In the account of the walk to the Rieder Alp, reproduce word for word the part starting with "In the afternoon" and going on through "bring them in.".

● **SOURCE EXCERPT**
◇ ◇ ◇ ◇
Find little to perceive.—Wordsworth.
In the afternoon we took up our staves for the Rieder Alp. The path runs horizontally along the flank of the range: in its seven miles, from the Eggischhorn Hotel to the hotel at Rieder, you lose about 1,000 feet of altitude. This is a delightful mountain walk, through open pastures and woods, neither of which are without the rose of the Alps, over glancing runnels, by many hay granges and châlets, and some small upland villages, and with mountains always in sight at varying distances. It was towards evening, and the cows were loitering along the pastures with heads homewards, and women and children were going out to bring them in.
We reached the Rieder Alp Hotel with still an hour or so of daylight to spare. It is situated on a little rising in the midst of a large irrigated prairie of some hundreds of acres. The hay had just been carried, and we walked straight over the sward to the hotel. The turf was as smooth as that of a garden lawn. There is no waste here. The surface of the prairie is kept quite level, without a stone upon it or a hole in it, in order that every stem and blade of grass might be cut close to the ground: and it is shorn so skilfully and uniformly that you cannot trace the swing of the scythe. We found the hotel full: the proprietor, however, procured for us two apartments in contiguous châlets; one for my wife and the small boy about 200 yards from the hotel, in the châlet next to the church, and one for me about a third of a mile off, at the head of the valley that lies beyond the hotel.
◇ ◇ ◇ ◇
● **RECORD EXTRACTS**
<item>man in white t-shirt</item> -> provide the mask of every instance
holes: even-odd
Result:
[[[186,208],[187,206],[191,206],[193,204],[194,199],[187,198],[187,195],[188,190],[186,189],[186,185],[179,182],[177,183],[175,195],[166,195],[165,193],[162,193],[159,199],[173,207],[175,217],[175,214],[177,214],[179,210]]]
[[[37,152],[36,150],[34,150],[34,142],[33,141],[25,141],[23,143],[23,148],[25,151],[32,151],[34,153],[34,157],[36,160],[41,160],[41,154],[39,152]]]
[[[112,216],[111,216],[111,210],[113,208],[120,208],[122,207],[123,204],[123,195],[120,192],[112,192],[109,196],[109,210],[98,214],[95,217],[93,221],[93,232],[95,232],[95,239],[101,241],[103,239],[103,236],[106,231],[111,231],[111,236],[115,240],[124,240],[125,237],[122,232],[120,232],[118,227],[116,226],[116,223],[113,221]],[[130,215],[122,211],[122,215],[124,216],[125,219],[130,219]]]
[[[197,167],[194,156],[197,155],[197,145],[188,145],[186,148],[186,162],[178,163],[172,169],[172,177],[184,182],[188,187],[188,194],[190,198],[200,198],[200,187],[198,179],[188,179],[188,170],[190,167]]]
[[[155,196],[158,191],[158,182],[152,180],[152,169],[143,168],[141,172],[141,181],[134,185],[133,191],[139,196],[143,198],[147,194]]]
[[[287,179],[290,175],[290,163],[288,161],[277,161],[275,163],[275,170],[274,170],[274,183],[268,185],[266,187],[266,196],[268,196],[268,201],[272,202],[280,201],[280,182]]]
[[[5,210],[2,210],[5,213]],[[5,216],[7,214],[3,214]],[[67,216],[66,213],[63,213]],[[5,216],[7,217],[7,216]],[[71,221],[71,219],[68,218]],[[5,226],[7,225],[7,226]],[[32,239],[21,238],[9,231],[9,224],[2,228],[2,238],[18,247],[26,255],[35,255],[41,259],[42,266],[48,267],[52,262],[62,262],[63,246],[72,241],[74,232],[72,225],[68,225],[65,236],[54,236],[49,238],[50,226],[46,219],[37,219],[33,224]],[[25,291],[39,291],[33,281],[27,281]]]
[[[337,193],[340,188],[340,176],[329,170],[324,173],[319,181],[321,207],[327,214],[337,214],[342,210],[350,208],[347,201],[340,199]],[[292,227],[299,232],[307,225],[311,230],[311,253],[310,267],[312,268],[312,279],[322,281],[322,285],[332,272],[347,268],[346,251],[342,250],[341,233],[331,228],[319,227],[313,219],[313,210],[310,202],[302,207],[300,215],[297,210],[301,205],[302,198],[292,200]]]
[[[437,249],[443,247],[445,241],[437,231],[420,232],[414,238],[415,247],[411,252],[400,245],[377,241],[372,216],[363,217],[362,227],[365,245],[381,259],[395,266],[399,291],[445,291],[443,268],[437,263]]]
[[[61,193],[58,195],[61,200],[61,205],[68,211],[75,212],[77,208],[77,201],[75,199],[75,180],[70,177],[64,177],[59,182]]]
◇ ◇ ◇ ◇
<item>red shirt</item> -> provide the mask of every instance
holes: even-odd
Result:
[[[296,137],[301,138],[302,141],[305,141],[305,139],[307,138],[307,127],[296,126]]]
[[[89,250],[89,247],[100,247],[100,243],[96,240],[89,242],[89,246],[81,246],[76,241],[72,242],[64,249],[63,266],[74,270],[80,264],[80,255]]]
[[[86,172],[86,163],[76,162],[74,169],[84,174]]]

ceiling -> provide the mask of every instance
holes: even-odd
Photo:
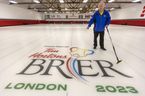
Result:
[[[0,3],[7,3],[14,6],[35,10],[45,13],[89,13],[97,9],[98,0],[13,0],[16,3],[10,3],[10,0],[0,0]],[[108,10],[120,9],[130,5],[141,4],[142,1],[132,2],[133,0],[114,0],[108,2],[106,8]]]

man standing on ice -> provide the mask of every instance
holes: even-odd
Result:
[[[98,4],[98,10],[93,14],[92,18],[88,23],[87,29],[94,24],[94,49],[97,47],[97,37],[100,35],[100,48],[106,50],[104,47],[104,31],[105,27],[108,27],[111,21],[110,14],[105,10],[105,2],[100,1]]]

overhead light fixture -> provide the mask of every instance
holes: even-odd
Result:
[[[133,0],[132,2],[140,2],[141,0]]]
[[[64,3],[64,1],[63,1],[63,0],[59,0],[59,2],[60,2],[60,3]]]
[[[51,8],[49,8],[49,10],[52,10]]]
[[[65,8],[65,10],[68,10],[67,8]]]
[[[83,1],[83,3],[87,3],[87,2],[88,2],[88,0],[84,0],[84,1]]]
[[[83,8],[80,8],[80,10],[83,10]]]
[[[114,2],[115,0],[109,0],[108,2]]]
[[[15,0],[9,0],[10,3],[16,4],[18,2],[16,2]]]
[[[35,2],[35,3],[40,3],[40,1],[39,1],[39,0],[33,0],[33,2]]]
◇ ◇ ◇ ◇
● **FULL SOLUTION**
In the afternoon we took up our staves for the Rieder Alp. The path runs horizontally along the flank of the range: in its seven miles, from the Eggischhorn Hotel to the hotel at Rieder, you lose about 1,000 feet of altitude. This is a delightful mountain walk, through open pastures and woods, neither of which are without the rose of the Alps, over glancing runnels, by many hay granges and châlets, and some small upland villages, and with mountains always in sight at varying distances. It was towards evening, and the cows were loitering along the pastures with heads homewards, and women and children were going out to bring them in.